**Excerpted text**
□ □ □ □ □
Answer questions — for as long as it takes.
Education is a huge part of quality customer service. The options for handling onsite wastewater are more complicated than ever. So sitting down with customers, discussing their needs and the solutions you can provide, is critically important. Don’t assume someone shopping for a new or replacement system is going to understand industry terminology or the depth and breadth of local regulations you must follow. Give them enough information to make sure they are comfortable with a major home improvement decision. When you think they understand your proposal, ask them to make sure.
Remember they’re people, not open wallets.
To some of your customers, money is no object. No matter how high the cost of the system you’re proposing, some customers are spending more on the bathroom fixtures for their new house. But most homeowners are budget-conscious and looking to save money whenever they can. Heck, I’m sure you’re the same way when it comes to buying an excavator or tools for your crews. Ask customers about their expectations and do whatever you can to come up with the most effective solution for the money. Running a small business is all about making money to support your family and your workers’ families. But you need to strike a balance between profits and the needs of your customers.
Provide service after the sale.
With the complexity of new onsite technologies, we’re quickly moving away from the “set it and forget it” mentality of the gravity systems of yesterday. Through operations and maintenance, you will build more long-term and regular customer interactions. Homeowners will become accustomed to paying for the added convenience of routine system care and we all need to embrace that new service norm. Don’t wait for them to ask you to clean filters or check the control panel. Offer those services up front, before they sign the contract to install the system. Your reputation as a contractor depends on new advanced systems and components working properly for the long term. When a customer calls with a problem, fix it now and talk about their maintenance needs later.
Consider every customer a referral generator.
Remember the problem customer who you couldn’t satisfy no matter how hard you tried? Your relationship reached a tipping point where you wish they never contacted you in the first place. As bad as things got on that job, you had to resist the urge to come down hard on them. A customer who’s had a negative experience can take future work away from you by complaining to friends, relatives and neighbors. The same is certainly true of a customer who’s had a good experience with you. A customer who considers you a friend and advocate for their onsite system will spread a positive message that will land you more customers in the future.
Show compassion in an emergency.
When a panicked customer calls, put yourself in their situation and think about how you’d like to be treated. Like my mechanic Craig drops everything and responds when someone’s car won’t start on a cold winter morning, you must act quickly to a call about a failing septic system. A great sense of helplessness and vulnerability accompanies an onsite crisis, and the way you react may build amazing loyalty or great resentment from the customer. They are relying on you as an industry expert. Save the day and they’ll be singing your praises to friends and neighbors, who will then call you when they have a problem.
While he was working hard to diagnose my ignition problem, something Brian said really stuck with me. His goal was to solve my problem as efficiently as possible without charging me for parts and labor that were unnecessary. My budget was more important than his bottom line. But he knows that doing his best for me will ultimately help his business. His attitude will cultivate more customers in the long run.
□ □ □ □ □
**Your goal**
Print the customer service tips from "Remember the problem" up to and including "in an emergency.". The entries have nothing to do with this.
□ □ □ □ □
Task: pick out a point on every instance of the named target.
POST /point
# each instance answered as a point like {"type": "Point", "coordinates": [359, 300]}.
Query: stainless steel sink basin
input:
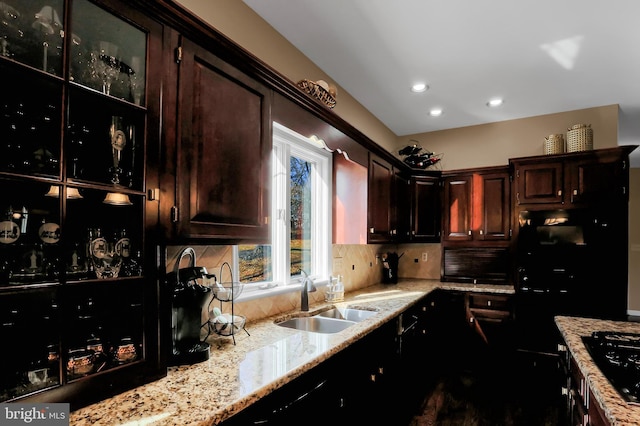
{"type": "Point", "coordinates": [348, 314]}
{"type": "Point", "coordinates": [316, 324]}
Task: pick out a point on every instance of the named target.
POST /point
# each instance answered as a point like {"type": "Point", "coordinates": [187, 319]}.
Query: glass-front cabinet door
{"type": "Point", "coordinates": [74, 292]}
{"type": "Point", "coordinates": [33, 32]}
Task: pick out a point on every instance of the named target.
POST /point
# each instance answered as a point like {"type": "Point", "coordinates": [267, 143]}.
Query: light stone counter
{"type": "Point", "coordinates": [236, 376]}
{"type": "Point", "coordinates": [616, 409]}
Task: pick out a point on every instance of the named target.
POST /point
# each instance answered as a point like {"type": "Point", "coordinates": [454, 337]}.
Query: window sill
{"type": "Point", "coordinates": [260, 293]}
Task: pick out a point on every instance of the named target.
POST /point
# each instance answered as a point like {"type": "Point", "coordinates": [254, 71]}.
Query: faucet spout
{"type": "Point", "coordinates": [307, 287]}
□ □ □ □ □
**Solution for this exercise**
Remember the problem customer who you couldn’t satisfy no matter how hard you tried? Your relationship reached a tipping point where you wish they never contacted you in the first place. As bad as things got on that job, you had to resist the urge to come down hard on them. A customer who’s had a negative experience can take future work away from you by complaining to friends, relatives and neighbors. The same is certainly true of a customer who’s had a good experience with you. A customer who considers you a friend and advocate for their onsite system will spread a positive message that will land you more customers in the future.
Show compassion in an emergency.